Excerpts from point annotation data

....

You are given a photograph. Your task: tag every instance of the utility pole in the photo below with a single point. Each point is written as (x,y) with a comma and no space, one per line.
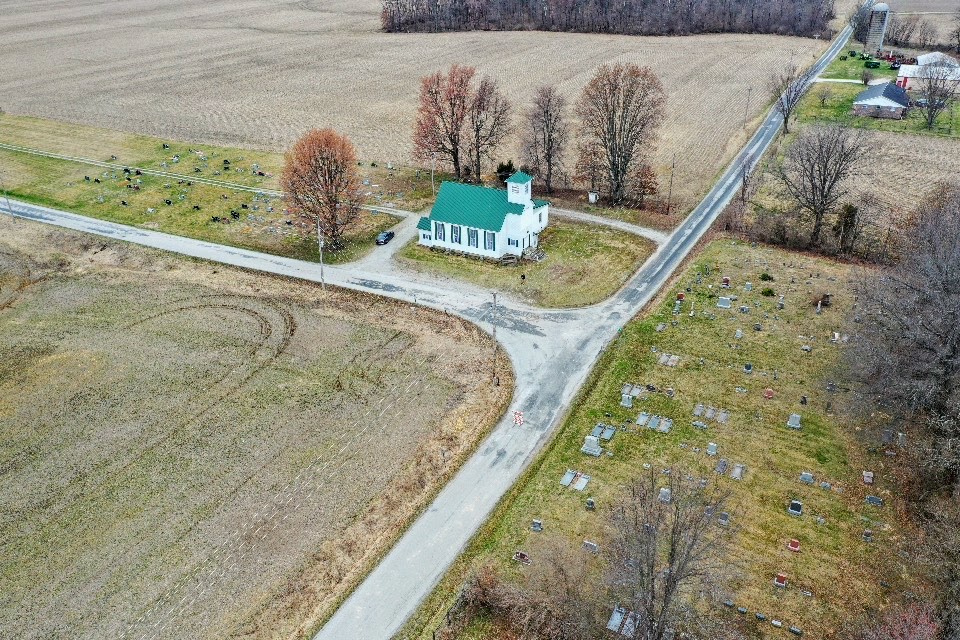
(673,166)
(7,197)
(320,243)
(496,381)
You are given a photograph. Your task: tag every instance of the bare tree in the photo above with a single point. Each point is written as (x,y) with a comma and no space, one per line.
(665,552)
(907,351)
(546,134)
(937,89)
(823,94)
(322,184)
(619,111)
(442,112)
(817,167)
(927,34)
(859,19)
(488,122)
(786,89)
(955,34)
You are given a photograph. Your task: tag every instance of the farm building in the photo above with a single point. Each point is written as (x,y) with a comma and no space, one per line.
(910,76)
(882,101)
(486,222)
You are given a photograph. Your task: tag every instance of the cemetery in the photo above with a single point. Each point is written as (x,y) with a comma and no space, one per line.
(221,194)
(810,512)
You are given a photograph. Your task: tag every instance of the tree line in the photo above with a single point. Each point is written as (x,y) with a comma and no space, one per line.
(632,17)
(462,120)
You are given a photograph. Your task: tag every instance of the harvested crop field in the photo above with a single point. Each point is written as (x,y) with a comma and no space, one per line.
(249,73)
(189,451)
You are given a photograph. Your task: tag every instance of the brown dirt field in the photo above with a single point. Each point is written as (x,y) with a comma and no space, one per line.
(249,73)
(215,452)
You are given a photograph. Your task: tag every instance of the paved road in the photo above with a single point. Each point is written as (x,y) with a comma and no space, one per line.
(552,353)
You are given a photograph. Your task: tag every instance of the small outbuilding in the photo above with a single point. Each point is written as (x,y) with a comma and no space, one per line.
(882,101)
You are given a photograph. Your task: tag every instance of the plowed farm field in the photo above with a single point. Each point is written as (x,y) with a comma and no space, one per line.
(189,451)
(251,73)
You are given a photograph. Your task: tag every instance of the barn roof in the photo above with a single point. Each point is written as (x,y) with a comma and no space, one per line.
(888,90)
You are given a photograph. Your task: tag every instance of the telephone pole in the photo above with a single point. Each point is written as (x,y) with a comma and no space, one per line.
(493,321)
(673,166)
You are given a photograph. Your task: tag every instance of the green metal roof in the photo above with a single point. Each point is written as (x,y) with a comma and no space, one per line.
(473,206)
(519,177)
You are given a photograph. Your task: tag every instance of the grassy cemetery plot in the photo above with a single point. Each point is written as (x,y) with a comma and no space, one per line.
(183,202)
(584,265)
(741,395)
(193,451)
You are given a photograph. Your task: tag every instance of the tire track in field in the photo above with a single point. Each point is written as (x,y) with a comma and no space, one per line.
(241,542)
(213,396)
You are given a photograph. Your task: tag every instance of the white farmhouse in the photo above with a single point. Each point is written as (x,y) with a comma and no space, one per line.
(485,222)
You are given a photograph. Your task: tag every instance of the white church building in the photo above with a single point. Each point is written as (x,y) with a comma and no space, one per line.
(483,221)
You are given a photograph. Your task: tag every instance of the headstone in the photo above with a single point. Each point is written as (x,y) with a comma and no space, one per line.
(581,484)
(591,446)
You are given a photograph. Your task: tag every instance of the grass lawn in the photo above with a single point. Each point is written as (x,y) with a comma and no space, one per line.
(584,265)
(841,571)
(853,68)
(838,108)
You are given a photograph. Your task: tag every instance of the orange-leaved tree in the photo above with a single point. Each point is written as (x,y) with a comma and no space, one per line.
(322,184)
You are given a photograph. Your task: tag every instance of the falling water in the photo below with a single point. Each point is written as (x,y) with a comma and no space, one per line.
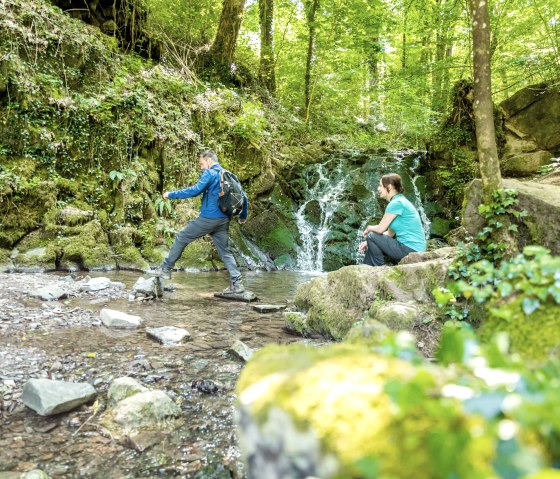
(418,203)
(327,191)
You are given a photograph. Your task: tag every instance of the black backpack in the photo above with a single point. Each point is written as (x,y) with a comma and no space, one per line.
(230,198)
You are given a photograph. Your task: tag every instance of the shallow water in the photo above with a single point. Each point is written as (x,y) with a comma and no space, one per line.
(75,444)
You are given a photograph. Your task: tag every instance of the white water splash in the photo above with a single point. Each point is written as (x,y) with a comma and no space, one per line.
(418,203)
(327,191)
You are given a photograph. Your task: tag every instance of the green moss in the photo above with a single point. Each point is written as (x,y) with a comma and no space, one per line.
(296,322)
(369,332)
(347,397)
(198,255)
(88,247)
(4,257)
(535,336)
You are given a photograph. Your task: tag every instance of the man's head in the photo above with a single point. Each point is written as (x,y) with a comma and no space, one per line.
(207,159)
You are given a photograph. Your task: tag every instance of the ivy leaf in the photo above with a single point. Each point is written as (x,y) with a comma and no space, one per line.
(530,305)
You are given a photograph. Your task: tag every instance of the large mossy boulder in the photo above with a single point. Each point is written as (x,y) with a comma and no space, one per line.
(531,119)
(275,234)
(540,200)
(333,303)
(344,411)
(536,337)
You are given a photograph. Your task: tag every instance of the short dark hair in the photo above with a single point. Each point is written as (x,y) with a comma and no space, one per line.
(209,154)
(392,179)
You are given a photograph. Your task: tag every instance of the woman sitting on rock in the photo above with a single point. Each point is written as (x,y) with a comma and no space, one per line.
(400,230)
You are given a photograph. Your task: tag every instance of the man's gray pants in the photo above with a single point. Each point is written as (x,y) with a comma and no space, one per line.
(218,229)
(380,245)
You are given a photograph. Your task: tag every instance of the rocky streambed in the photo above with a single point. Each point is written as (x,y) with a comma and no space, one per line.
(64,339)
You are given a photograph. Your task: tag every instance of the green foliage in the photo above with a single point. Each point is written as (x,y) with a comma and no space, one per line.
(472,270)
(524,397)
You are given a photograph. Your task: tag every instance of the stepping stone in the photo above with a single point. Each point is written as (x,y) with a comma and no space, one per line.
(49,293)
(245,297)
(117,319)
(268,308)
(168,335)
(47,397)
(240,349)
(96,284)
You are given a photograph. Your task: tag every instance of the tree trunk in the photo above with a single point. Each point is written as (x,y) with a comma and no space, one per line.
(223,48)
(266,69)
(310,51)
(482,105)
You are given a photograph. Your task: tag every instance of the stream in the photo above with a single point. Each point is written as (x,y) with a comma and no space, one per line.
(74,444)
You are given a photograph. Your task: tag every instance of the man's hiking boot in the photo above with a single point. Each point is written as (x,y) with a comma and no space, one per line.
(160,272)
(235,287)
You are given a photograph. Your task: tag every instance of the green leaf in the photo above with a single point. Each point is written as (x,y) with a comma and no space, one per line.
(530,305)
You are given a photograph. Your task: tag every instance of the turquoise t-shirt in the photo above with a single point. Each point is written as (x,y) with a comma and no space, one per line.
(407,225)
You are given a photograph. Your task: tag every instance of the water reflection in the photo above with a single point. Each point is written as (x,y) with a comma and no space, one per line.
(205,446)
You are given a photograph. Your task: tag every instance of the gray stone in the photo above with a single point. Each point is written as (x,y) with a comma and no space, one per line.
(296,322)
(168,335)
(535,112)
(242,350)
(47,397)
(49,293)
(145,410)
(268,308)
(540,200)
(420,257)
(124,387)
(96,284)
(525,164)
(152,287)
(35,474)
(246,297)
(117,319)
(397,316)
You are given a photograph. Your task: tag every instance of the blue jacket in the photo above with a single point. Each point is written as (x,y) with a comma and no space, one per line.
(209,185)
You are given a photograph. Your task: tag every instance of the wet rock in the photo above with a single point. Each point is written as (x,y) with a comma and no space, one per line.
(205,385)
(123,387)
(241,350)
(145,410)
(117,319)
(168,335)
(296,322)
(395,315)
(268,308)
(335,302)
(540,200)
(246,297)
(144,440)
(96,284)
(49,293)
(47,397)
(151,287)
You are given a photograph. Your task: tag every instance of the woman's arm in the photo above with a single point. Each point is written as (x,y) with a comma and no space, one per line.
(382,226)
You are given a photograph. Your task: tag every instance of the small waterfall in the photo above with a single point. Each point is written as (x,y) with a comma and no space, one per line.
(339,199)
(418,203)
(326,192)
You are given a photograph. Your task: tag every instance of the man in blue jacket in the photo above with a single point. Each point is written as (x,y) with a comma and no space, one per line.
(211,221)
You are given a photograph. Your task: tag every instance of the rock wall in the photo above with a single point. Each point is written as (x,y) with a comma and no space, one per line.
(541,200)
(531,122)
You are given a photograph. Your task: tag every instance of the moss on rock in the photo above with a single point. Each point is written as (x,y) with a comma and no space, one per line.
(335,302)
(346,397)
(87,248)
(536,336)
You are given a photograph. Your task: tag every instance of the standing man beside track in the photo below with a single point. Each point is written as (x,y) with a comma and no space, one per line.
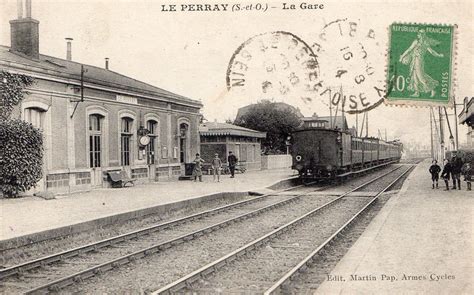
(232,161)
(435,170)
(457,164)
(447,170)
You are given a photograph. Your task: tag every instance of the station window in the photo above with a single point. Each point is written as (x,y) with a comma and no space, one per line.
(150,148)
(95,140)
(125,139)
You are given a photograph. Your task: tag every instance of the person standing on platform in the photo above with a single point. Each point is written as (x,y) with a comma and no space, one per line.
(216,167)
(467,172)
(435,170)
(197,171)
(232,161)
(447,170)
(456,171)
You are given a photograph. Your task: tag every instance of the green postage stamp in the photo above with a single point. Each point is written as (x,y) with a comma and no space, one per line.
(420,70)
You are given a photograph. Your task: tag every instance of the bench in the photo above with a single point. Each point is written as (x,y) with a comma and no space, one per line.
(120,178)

....

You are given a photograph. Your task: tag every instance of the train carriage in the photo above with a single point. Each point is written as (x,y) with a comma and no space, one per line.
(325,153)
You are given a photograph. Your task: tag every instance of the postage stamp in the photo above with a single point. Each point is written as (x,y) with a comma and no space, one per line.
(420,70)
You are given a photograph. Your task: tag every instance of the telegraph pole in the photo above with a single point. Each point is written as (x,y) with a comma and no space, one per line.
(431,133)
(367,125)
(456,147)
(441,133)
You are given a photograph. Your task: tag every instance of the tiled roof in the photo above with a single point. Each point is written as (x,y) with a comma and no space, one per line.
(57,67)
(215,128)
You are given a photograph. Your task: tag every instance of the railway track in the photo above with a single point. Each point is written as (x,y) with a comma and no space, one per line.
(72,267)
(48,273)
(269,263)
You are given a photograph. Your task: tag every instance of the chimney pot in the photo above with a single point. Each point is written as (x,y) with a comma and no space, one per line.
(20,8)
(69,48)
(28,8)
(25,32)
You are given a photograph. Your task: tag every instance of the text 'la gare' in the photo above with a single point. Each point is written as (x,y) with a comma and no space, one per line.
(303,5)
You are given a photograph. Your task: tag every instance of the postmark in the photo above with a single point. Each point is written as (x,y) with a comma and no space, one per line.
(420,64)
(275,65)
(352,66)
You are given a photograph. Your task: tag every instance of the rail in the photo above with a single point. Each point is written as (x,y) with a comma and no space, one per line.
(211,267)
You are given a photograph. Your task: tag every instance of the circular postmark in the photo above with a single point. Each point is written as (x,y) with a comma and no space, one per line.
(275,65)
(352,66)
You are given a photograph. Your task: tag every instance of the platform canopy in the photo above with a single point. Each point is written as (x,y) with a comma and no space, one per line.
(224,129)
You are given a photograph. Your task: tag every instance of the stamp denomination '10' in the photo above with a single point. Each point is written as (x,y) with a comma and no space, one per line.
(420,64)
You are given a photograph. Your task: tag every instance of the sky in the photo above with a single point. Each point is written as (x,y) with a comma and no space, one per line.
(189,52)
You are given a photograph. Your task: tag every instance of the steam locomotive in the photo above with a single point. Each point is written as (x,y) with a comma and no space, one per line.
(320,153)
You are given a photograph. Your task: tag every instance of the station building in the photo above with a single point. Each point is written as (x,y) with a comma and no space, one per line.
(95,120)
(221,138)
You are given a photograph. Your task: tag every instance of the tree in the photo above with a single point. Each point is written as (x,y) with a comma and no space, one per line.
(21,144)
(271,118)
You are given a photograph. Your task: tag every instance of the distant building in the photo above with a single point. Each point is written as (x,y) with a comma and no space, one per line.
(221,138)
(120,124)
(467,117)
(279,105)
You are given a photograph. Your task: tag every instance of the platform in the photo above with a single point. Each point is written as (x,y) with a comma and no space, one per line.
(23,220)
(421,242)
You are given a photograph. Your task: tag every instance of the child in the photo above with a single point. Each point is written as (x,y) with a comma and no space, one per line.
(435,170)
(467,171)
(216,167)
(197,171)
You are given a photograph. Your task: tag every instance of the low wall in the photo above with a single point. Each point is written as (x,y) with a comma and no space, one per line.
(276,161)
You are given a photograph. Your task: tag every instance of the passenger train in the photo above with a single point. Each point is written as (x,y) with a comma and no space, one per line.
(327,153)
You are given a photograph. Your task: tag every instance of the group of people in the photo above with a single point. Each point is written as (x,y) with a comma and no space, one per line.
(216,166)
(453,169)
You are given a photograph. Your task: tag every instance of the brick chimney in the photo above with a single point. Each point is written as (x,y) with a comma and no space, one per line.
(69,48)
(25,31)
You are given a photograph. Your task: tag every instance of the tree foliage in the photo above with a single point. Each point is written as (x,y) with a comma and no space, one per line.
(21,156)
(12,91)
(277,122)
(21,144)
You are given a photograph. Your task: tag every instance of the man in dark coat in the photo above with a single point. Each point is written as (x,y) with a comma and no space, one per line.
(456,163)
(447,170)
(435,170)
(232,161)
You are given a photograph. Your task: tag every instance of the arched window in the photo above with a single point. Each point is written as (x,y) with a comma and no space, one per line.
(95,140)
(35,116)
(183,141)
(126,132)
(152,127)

....

Exercise aim:
Count the lines in the entries above that contain the string "woman", matching case exactly, and reply with only the number.

Output below:
2